* **About this exercise**: Which of the lines below hold the word "Every"? Pull each of them out.

* **Exercise material**:
****************

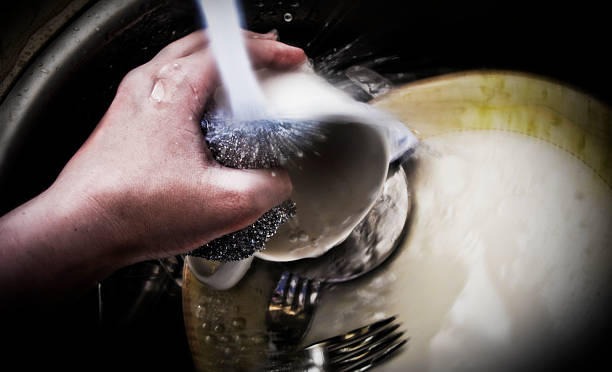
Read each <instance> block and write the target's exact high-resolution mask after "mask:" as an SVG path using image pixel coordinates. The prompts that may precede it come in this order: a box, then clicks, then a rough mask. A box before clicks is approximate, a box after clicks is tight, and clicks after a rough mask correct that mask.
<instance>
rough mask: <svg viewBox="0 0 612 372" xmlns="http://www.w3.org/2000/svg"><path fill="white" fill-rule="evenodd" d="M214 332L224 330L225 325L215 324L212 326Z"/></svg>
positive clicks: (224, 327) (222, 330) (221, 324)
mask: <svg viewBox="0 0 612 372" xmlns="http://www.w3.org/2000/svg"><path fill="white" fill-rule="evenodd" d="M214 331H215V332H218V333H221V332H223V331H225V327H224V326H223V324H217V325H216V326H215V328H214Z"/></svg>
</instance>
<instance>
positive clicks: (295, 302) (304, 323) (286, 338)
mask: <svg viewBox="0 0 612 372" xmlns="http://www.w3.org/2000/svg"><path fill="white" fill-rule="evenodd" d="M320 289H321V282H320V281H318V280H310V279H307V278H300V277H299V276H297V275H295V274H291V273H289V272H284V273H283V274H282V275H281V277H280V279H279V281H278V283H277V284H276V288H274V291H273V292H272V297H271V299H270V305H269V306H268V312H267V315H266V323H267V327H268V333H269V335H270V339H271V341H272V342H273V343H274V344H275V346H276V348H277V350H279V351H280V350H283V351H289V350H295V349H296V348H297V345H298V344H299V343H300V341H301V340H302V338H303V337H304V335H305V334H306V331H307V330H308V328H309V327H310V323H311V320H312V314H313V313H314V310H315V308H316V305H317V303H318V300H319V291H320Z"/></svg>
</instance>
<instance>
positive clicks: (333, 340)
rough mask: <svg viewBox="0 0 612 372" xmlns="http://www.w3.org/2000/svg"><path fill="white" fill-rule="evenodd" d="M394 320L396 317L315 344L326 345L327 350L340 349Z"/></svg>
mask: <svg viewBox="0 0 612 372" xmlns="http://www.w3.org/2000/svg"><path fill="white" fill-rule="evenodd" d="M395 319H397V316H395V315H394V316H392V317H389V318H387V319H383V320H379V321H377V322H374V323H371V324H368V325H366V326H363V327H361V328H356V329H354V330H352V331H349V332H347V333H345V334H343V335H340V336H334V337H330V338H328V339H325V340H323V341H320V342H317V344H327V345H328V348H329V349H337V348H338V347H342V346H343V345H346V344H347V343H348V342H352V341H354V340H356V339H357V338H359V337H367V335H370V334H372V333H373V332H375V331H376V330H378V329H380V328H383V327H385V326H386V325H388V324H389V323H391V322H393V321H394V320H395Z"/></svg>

****************

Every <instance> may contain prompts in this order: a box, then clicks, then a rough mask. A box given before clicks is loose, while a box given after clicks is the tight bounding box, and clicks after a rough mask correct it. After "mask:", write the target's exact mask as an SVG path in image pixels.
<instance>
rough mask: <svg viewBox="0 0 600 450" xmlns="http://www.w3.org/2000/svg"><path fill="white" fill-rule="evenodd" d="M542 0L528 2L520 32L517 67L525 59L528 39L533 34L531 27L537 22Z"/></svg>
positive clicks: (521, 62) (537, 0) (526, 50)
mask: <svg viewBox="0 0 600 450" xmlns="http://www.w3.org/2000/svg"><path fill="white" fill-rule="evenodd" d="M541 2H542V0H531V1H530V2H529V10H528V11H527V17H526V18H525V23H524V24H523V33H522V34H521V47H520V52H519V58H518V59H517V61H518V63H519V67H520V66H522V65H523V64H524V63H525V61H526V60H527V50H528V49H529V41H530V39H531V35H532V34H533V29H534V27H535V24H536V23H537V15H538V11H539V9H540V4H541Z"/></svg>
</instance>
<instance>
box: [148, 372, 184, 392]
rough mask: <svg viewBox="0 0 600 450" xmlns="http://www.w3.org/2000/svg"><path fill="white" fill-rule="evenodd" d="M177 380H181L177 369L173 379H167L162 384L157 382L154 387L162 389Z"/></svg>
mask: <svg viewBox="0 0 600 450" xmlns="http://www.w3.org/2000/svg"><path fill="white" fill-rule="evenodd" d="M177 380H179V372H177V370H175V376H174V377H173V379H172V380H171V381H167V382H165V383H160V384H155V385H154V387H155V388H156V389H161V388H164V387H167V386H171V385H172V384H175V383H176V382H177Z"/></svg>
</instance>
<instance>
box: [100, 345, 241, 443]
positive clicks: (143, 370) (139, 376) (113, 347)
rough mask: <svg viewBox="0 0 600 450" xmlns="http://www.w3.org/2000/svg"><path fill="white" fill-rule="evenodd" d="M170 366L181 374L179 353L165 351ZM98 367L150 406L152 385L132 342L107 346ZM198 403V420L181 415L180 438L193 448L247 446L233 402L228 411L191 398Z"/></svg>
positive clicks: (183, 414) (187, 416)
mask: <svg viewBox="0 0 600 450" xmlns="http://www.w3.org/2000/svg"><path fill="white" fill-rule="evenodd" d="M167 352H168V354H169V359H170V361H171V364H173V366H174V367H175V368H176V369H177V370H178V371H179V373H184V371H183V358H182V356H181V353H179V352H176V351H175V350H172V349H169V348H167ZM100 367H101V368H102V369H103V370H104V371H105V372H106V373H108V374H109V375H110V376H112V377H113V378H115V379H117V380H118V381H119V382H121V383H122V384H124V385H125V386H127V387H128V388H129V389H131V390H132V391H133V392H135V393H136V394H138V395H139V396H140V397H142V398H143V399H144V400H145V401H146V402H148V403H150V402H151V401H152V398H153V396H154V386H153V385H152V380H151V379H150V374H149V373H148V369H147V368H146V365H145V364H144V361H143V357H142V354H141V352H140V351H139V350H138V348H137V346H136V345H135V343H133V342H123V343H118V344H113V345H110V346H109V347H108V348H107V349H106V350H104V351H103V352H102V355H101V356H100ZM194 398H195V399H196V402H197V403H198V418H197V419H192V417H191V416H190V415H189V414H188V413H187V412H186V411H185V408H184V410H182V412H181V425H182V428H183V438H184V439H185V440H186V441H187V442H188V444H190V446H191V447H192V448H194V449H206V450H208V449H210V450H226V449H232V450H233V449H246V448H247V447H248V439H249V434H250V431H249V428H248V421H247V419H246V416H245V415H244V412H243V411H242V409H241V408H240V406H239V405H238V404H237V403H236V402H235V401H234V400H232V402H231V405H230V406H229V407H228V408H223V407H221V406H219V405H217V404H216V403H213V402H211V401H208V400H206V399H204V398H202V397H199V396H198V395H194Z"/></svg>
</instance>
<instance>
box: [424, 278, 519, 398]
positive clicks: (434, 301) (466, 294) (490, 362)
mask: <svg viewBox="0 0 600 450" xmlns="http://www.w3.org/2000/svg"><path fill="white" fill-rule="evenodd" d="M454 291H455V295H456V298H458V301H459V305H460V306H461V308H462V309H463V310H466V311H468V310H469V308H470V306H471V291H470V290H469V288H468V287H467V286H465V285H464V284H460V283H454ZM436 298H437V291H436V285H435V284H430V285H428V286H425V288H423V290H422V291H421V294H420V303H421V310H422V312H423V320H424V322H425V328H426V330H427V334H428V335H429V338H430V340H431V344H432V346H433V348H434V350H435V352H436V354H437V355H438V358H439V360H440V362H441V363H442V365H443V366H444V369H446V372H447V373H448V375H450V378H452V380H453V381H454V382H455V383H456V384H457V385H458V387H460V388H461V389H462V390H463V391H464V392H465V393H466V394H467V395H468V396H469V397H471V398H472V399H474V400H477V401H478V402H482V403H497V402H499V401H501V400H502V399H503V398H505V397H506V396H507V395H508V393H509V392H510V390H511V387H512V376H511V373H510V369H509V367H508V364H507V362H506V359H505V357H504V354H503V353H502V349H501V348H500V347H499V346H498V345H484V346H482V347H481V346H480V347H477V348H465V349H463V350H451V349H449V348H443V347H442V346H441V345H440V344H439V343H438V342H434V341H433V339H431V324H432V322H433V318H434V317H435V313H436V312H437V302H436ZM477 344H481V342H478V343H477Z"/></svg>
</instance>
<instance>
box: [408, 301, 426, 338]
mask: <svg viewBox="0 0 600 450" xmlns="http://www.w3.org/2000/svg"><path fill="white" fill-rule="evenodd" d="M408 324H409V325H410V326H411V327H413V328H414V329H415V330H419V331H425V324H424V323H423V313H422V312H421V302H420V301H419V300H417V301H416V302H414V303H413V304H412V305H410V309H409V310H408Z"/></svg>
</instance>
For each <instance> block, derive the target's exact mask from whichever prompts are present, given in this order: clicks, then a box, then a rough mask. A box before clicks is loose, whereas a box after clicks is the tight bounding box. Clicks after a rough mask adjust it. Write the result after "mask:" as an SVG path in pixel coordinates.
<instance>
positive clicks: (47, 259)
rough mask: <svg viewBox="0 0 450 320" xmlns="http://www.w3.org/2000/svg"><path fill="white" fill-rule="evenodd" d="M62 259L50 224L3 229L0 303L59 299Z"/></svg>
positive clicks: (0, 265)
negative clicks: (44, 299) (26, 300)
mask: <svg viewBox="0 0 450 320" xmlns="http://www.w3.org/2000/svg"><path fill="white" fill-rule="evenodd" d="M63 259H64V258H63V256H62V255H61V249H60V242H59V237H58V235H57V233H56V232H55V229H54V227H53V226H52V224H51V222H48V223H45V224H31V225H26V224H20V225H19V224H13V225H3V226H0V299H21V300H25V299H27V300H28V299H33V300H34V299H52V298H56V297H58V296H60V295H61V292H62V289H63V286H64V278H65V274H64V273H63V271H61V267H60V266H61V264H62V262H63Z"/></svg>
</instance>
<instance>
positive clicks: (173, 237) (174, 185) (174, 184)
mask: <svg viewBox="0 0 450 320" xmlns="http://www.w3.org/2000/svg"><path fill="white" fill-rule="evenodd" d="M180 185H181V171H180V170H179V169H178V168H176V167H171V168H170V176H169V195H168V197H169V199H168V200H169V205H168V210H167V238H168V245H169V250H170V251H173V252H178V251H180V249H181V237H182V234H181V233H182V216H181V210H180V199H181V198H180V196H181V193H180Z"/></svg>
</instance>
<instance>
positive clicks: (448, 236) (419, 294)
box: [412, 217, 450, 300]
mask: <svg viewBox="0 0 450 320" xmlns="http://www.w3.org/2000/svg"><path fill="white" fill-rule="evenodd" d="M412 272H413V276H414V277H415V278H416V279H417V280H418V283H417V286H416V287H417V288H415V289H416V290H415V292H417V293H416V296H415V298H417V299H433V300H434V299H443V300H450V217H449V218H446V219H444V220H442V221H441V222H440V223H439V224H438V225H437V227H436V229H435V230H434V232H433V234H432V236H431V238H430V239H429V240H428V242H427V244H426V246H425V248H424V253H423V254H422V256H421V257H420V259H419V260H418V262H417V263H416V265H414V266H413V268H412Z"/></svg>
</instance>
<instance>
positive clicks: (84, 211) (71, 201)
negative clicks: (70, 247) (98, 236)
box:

****************

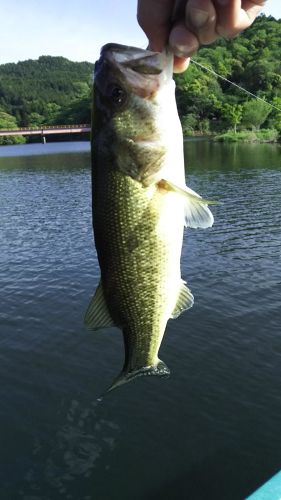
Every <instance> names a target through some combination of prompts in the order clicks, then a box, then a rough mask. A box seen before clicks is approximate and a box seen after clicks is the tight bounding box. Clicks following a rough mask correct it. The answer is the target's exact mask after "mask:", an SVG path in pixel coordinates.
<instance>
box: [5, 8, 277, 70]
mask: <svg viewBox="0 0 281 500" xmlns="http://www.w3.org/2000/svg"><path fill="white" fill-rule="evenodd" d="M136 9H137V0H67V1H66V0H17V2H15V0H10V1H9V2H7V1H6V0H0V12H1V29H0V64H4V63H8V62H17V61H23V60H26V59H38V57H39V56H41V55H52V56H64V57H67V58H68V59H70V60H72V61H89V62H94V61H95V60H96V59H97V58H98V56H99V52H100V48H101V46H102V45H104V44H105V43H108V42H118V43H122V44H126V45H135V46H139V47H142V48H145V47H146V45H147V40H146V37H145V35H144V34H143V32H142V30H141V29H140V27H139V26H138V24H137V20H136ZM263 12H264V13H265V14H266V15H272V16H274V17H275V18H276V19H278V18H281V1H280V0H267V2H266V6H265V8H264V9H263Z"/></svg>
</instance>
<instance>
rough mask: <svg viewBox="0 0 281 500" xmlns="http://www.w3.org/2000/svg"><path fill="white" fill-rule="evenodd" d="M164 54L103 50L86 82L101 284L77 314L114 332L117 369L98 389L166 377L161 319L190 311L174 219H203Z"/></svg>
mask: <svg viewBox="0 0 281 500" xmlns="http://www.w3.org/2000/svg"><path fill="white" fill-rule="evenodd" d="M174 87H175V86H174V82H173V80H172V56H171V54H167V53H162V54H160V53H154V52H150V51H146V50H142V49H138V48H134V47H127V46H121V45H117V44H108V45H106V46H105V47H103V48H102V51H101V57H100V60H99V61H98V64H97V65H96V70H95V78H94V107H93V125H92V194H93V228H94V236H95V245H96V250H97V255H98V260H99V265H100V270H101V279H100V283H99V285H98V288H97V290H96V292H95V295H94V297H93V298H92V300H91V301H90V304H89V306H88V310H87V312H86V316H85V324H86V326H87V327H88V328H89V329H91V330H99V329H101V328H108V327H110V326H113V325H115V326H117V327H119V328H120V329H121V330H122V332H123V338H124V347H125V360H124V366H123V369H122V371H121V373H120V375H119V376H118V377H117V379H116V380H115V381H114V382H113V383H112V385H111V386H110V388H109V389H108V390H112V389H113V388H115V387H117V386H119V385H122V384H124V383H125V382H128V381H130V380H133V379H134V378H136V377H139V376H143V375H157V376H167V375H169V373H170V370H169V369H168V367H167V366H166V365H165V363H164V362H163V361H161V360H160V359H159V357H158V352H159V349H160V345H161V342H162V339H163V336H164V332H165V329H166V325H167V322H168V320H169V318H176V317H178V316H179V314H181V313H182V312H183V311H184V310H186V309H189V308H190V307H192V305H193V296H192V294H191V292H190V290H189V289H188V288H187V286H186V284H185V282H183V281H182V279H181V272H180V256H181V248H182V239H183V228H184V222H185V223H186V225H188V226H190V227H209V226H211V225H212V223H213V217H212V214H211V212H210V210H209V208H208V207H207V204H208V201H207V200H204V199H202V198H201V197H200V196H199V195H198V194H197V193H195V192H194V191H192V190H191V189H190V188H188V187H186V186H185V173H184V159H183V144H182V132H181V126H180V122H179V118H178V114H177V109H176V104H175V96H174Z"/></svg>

****************

* **Expected answer**:
Every <instance> may contain prompts in this order: a box, then clicks, then a rough mask. A box given before clicks is loose, while a box given after clicks is the tight bounding box, and clicks after a rough mask correct it. After "mask:", write the target's exact mask as an SVG path in image pixels.
Every <instance> names a target through some combination of prompts in the order clicks, then a box, then a rough mask. A box seen before clicks is approximate and a box seen after clicks is the tight bounding box. Clicks following a rough mask correct it. The answer is the target's exact mask after "mask:", an SVG path in pixel coordinates.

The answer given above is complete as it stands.